* [EXERCISE OBJECTIVE]
Rewrite the lines below, changing every "come across" to "spot" and keeping everything else the same.

* [DATASET EXCERPTS]
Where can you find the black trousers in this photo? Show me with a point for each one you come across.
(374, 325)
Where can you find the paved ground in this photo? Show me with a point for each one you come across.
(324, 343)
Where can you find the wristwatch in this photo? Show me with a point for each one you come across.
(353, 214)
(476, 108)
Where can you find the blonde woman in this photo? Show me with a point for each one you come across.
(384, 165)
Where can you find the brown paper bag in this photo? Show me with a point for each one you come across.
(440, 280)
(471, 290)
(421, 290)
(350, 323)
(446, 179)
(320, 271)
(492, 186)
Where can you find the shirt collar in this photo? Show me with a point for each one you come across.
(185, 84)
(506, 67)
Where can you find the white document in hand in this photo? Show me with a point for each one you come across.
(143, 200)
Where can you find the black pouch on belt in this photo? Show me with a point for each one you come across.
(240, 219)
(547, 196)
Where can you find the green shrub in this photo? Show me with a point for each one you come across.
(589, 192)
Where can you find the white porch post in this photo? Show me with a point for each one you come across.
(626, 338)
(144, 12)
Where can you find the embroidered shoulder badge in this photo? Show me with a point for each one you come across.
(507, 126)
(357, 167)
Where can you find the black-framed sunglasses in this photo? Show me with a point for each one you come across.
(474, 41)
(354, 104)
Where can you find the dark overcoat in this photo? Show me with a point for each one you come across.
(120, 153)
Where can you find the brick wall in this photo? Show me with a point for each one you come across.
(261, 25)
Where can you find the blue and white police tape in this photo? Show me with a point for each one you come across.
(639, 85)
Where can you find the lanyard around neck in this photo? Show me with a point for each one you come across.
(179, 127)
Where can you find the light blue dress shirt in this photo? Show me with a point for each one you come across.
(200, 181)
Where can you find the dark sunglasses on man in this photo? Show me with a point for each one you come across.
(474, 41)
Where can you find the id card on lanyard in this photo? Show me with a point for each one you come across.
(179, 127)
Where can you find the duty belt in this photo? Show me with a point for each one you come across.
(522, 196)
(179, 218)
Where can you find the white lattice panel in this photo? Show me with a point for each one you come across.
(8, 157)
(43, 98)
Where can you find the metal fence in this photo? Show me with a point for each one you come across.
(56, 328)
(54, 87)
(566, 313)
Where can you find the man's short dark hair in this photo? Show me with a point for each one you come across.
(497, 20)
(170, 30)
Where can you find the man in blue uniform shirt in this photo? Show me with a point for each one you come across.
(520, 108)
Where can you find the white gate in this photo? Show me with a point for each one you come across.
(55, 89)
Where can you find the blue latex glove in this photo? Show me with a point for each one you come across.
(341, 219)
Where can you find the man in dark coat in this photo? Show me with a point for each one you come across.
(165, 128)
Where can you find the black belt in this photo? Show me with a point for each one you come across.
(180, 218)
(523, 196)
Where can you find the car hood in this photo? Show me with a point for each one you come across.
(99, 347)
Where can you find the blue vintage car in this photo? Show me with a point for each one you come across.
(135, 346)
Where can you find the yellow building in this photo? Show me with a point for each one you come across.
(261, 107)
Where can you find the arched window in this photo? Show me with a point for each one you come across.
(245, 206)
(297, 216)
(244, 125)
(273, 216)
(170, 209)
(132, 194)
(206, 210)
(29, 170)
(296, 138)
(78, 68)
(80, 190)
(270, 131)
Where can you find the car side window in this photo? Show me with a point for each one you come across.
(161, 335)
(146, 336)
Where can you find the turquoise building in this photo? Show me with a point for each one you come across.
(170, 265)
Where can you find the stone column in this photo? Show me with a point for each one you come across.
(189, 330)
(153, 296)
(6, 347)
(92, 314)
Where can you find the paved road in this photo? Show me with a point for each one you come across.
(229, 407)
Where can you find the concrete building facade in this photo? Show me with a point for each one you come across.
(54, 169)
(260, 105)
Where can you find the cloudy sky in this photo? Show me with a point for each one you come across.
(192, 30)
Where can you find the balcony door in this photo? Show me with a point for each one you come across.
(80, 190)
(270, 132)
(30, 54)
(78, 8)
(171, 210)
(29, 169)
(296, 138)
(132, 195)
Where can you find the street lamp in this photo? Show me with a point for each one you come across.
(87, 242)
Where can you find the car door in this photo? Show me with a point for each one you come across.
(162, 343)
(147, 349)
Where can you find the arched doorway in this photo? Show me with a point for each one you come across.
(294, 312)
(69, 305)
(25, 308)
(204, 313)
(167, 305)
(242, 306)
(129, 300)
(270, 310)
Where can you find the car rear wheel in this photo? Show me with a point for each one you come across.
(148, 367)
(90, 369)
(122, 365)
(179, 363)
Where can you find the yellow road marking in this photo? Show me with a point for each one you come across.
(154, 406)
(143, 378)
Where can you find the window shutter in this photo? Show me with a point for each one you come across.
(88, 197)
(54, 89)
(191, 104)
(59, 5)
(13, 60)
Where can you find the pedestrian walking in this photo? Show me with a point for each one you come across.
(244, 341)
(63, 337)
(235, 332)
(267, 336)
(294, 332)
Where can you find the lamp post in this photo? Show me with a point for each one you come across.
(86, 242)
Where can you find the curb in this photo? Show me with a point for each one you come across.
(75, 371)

* [RESULT OF THE TASK]
Where can you find the black trousers in this photo? Show me with a point for each one you spot.
(374, 325)
Where can you find the paved ground in this photo? Show me with a point for each one you spot.
(324, 343)
Where can you find the wristwatch in this photo? Show me with a point for each one you spot.
(353, 214)
(476, 108)
Where can you find the blonde woman in this photo? Show me with a point for each one you spot.
(384, 165)
Where can you find the brown paper bag in this photo? Show me with a point for each one you spot.
(440, 280)
(471, 290)
(421, 290)
(350, 323)
(446, 179)
(320, 271)
(492, 186)
Where can you find the shirt collar in this photo? Show me with a point for each one you spot.
(185, 84)
(506, 67)
Where can you find the white document in hand in this photo? Show me with a point for each one you spot.
(143, 200)
Where can you find the black pouch on belt in this photo? Show me with a point for each one you spot.
(240, 219)
(547, 196)
Where can you find the green shrub in this photo? Show me with a point for each one you spot.
(589, 192)
Where can you find the white porch post in this photo? Show me with a point for each one you spot.
(626, 338)
(144, 12)
Where can you find the embroidered shoulder badge in this photo? Show me with a point for each one you spot.
(507, 126)
(357, 167)
Where can you find the black-framed sunglasses in this photo? Show me with a point for each one you spot.
(474, 41)
(354, 104)
Where can you find the dark overcoat in this photo? Show me with a point for each one you spot.
(120, 153)
Where can you find the brick wall in this photo? Show me with a point for each one you spot.
(261, 25)
Where can you find the blue and white police tape in this photo? Show me with a point for each one you spot.
(639, 85)
Where can you find the lanyard around neck in this photo? Show me with a point for each one you spot.
(179, 127)
Where can you find the light blue dress shirt in this photo? Show me with a point for each one you spot.
(200, 181)
Where can you find the dark sunglasses on man in this photo? Show me with a point for each one you spot.
(474, 41)
Where can you find the id card on lanyard in this photo? Show me with a point for each one you spot.
(179, 127)
Where can you find the duty belt in this photo? Show me with a point for each one you spot.
(522, 196)
(179, 218)
Where can you find the white lattice panel in this photo? Show me with a point for each one you spot.
(8, 157)
(43, 98)
Where can you find the metal fence in this photo? Show me with a point for each one you spot.
(56, 328)
(54, 87)
(566, 313)
Where can you find the man's short dark hair in this photo? Show me with a point for each one you spot.
(497, 20)
(170, 30)
Where can you find the man in blue uniform shirt in this photo? Show me with a point for each one you spot.
(520, 108)
Where can you find the white gate in this photo? Show me with a point for each one you spot.
(55, 89)
Where can you find the blue latex glove in this photo? Show me with a point for each one you spot.
(341, 219)
Where can you find the man in dark coat in this photo? Show me with a point for each one you spot.
(165, 128)
Where can you find the black belt in this photo? Show me with a point for each one you spot.
(180, 218)
(523, 196)
Where can you find the car hood in this photo? Show me with a point for each one you spot.
(99, 347)
Where can you find the blue vintage car in this photo? Show me with a point for each one you spot.
(135, 346)
Where can you find the yellow building in this photo? Show me with a point for each one you spot.
(261, 107)
Where can you find the arched window in this photo? Show me with a point for each one you spot.
(245, 206)
(297, 216)
(244, 125)
(273, 216)
(170, 209)
(132, 194)
(206, 210)
(29, 170)
(296, 138)
(78, 68)
(80, 190)
(270, 131)
Where can you find the car side window in this photo? Show me with a point for each one you spot.
(161, 335)
(146, 336)
Where can you find the turquoise building in this photo? Show me with a point for each one you spot.
(170, 265)
Where can you find the stone column in this photo? Show me with a point for each one you spot.
(189, 330)
(153, 296)
(6, 347)
(92, 314)
Where can you find the paved road in this photo? Show me with a point for each one you spot.
(229, 407)
Where can you find the concrete building facade in this photo? Show me with a point for each one you spot.
(54, 169)
(260, 105)
Where can you find the cloudy sky in this photo? Show me with a point for each one you spot.
(192, 30)
Where can you find the balcony door in this photo? Show me with a point for each one you spot.
(80, 190)
(270, 132)
(30, 54)
(78, 8)
(171, 210)
(29, 169)
(296, 138)
(132, 195)
Where can you find the street lamp in this photo? Show me with a point for each one you spot.
(87, 242)
Where can you find the car door in this photo? Show me with a point for each one you spot.
(162, 343)
(147, 349)
Where can you find the arched doorway in this photo? Show me with a point for each one you spot.
(294, 312)
(69, 305)
(25, 308)
(204, 313)
(167, 305)
(242, 306)
(129, 300)
(270, 310)
Where can you find the car rear wheel in this photo? Show me with a point for each one you spot.
(148, 367)
(90, 369)
(122, 365)
(179, 363)
Where can you find the yellow road marking in this photo? Show me with a point for each one you spot.
(154, 406)
(143, 378)
Where can you find the window shutter in this photo? Show me with a point for each one you spot.
(88, 197)
(54, 89)
(191, 104)
(59, 5)
(13, 60)
Where can you find the pedestrian walking in this photo? Show me with a point for each one you spot.
(244, 341)
(63, 337)
(235, 332)
(267, 336)
(294, 332)
Where can you find the lamp post in this photo? Show me with a point for each one you spot.
(86, 242)
Where can you find the curb in this photo? Show me with a point for each one you spot.
(75, 371)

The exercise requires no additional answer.